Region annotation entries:
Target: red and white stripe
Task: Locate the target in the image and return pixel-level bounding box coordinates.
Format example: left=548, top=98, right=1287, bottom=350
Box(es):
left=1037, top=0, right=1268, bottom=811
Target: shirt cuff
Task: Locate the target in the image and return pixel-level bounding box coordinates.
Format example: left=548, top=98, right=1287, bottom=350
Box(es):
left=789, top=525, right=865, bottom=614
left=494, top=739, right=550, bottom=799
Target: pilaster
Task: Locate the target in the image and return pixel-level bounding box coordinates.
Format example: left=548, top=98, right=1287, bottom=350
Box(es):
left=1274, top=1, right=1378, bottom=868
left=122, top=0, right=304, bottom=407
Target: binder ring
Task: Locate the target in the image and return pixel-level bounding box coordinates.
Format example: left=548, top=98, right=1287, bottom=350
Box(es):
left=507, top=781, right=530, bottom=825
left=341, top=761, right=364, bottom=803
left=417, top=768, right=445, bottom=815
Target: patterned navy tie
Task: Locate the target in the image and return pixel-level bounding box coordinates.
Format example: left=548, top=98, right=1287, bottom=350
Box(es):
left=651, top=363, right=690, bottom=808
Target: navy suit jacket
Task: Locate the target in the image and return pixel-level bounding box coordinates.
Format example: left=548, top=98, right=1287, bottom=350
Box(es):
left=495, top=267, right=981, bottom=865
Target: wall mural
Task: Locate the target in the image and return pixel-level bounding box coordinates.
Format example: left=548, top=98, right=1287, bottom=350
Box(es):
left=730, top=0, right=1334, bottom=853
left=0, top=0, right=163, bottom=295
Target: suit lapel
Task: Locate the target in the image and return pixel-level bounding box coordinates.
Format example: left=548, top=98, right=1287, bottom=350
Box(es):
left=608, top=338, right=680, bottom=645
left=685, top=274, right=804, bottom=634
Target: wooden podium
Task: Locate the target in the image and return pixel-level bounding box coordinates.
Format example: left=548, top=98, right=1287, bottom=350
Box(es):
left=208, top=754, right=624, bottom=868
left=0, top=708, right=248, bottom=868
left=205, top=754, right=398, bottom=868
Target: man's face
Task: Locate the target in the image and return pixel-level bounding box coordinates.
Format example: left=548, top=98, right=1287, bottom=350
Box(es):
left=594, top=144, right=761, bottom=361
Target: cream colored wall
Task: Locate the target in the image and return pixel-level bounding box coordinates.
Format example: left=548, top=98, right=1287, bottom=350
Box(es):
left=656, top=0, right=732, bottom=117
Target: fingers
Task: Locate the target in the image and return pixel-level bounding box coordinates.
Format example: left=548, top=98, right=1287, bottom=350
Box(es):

Problem statement: Shift every bounding box coordinate in the answers by -150, then write out again the stretch from the start of the records above through the line containing "left=495, top=267, right=981, bottom=865", requests included.

Expected output:
Target: red and white stripe
Task: Locate the target in the image and return pixel-level bounding box coordinates.
Format example: left=548, top=98, right=1287, bottom=350
Box(es):
left=887, top=-150, right=1118, bottom=661
Target: shirt cuff
Task: Locate the target in the image and return pixel-level bounding box coordinates.
Format example: left=548, top=98, right=1287, bottom=350
Box(es):
left=639, top=375, right=715, bottom=464
left=344, top=589, right=400, bottom=649
Target: pilaster
Task: Locate the target in the image and return pixel-level bounding box coordinates.
Format example: left=548, top=98, right=1287, bottom=350
Box(es):
left=1124, top=-149, right=1228, bottom=718
left=-28, top=-150, right=154, bottom=257
Target: binder ring
Task: Locate the target in the image and return pixel-level bounding box coordinates.
Format example: left=548, top=98, right=1287, bottom=350
Box(es):
left=357, top=631, right=380, bottom=675
left=191, top=611, right=214, bottom=653
left=267, top=618, right=295, bottom=665
Target: patterned navy tie
Task: Locate the target in the image and return pixel-level bounding box coordinates.
Format example: left=548, top=98, right=1287, bottom=350
Box(es):
left=501, top=213, right=540, bottom=658
Target: navy suit jacket
Task: Locate the target in the image and return pixel-level bounding box coordinates.
Format example: left=548, top=98, right=1287, bottom=350
Box(es):
left=345, top=117, right=831, bottom=715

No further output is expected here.